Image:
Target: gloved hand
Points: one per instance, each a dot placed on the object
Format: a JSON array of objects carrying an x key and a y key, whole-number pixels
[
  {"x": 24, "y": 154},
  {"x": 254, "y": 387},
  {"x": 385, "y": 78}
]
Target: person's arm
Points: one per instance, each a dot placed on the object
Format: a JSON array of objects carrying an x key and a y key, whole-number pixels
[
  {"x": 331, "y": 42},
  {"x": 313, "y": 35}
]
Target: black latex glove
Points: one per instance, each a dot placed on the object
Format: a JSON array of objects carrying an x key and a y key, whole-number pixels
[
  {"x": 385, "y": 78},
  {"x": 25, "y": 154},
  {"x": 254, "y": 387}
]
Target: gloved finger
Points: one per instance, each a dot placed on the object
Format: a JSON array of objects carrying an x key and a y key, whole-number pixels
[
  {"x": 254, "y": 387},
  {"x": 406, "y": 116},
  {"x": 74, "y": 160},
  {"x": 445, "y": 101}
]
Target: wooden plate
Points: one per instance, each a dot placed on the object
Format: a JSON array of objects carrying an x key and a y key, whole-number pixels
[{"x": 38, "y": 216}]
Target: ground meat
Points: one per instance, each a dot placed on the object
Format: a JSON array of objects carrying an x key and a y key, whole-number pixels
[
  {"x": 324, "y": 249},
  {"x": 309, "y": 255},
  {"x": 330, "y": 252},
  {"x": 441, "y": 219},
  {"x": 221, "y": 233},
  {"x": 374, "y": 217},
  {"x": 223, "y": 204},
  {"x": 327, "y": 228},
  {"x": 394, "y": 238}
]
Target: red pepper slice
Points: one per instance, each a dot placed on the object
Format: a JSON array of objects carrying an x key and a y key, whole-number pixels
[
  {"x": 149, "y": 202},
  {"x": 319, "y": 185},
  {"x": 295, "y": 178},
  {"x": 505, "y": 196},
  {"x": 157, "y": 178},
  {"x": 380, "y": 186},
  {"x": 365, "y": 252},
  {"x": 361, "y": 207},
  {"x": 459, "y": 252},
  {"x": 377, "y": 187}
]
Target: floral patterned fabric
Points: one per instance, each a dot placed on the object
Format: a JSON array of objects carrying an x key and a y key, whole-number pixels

# [THE REQUEST]
Print out the whole listing exactly as it appears.

# [ANSWER FOR THIS EXERCISE]
Image:
Target: gloved hand
Points: one per instance, each a dot placed on the object
Format: a JSON array of objects carrying an x key and a y key, whole-number pixels
[
  {"x": 24, "y": 154},
  {"x": 254, "y": 387},
  {"x": 385, "y": 78}
]
Target: person's arm
Points: one per instance, each a dot placed on the object
Format: a JSON array of objects carrying an x key and a y key, whole-number pixels
[
  {"x": 331, "y": 42},
  {"x": 313, "y": 35}
]
Target: black latex glove
Points: one per instance, each a dot placed on the object
Format: a JSON array of objects carrying an x key and a y key, whole-number pixels
[
  {"x": 385, "y": 78},
  {"x": 25, "y": 154},
  {"x": 254, "y": 387}
]
Target: gloved finger
Points: one per instance, each a dot placed on the object
Format: a JSON array of objects carrying an x key and a y key, whole-number pixels
[
  {"x": 254, "y": 387},
  {"x": 406, "y": 116},
  {"x": 74, "y": 160},
  {"x": 445, "y": 101}
]
Target: wooden plate
Points: one per instance, each a dot placed on the object
Format: a JSON array of objects carrying an x key and a y key, whole-number pixels
[{"x": 38, "y": 216}]
Target: ground meat
Points: one per instance, each a dot placed on the object
Format: a JSON array of objects carrying an x key and a y key, whole-number pixels
[
  {"x": 324, "y": 249},
  {"x": 309, "y": 255},
  {"x": 330, "y": 252},
  {"x": 441, "y": 219},
  {"x": 221, "y": 233},
  {"x": 374, "y": 217},
  {"x": 223, "y": 204},
  {"x": 327, "y": 228},
  {"x": 394, "y": 238}
]
Target: red pepper slice
Points: one per instance, each a dot placed on the object
Format: a JSON array of objects carrying an x key and a y key, whole-number pixels
[
  {"x": 149, "y": 202},
  {"x": 319, "y": 185},
  {"x": 295, "y": 178},
  {"x": 505, "y": 196},
  {"x": 157, "y": 178},
  {"x": 380, "y": 186},
  {"x": 365, "y": 252},
  {"x": 361, "y": 207},
  {"x": 459, "y": 252},
  {"x": 377, "y": 187}
]
Target: floral patterned fabric
Points: one per instance, each a dot placed on the object
Format: a JSON array of objects carrying an x key and a y key, whole-number pixels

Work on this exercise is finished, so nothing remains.